(WORK ORDER)
Looking at the records below, say how many lines include "bract", and add nothing else.

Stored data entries

※ ※ ※

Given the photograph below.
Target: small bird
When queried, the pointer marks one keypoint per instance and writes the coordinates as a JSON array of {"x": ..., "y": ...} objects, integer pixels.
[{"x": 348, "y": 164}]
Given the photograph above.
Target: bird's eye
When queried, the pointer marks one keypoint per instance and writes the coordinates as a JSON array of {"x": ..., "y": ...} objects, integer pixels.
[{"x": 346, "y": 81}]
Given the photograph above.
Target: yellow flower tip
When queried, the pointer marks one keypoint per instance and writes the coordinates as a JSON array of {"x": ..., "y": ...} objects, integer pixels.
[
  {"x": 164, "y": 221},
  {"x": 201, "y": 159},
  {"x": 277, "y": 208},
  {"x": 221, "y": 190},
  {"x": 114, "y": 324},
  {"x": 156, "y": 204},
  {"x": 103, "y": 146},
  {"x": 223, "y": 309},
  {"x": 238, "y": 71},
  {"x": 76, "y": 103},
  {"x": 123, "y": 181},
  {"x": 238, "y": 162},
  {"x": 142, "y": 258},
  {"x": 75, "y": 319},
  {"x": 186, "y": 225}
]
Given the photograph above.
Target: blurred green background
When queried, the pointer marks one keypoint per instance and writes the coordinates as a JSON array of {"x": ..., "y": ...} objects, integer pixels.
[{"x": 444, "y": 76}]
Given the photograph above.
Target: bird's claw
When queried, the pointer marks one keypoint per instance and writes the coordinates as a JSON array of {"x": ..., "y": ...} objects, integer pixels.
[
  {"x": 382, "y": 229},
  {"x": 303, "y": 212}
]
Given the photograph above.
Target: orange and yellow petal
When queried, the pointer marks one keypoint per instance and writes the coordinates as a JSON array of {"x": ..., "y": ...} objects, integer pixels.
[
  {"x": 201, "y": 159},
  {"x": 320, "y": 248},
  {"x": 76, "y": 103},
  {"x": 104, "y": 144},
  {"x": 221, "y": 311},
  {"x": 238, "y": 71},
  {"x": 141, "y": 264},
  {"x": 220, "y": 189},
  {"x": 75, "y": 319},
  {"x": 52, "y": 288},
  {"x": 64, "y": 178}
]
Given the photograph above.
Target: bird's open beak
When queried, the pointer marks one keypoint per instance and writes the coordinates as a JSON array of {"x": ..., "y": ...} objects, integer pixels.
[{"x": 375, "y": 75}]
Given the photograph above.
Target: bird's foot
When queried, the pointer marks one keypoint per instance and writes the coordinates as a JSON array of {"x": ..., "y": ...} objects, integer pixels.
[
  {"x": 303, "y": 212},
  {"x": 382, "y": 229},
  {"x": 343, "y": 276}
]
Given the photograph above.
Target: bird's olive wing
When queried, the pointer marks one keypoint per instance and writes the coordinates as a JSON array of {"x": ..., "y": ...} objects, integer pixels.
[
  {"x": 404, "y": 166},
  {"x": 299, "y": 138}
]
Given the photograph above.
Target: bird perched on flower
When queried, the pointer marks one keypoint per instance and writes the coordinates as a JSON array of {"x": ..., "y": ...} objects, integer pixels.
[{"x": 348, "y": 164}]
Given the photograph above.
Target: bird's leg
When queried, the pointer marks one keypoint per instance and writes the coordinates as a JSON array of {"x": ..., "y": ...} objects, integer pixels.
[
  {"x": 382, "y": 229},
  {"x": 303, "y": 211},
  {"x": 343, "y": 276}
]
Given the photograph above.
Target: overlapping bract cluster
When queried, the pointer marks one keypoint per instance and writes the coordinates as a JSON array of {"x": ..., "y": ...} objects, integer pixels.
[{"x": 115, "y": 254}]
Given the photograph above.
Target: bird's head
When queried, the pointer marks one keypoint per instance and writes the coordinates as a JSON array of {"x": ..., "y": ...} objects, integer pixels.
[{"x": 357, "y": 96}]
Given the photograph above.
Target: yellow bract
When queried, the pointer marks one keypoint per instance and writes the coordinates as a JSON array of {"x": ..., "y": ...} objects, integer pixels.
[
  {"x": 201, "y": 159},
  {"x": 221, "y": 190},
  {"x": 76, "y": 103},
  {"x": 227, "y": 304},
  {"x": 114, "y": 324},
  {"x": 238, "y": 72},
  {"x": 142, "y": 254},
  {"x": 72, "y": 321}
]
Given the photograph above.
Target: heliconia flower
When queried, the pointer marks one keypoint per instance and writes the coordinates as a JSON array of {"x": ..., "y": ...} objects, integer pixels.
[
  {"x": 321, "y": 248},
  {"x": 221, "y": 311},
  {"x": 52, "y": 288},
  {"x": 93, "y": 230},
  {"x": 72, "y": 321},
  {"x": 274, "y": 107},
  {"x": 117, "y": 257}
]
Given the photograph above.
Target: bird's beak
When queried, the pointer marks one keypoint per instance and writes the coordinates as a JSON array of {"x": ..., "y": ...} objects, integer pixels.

※ ※ ※

(FINAL ANSWER)
2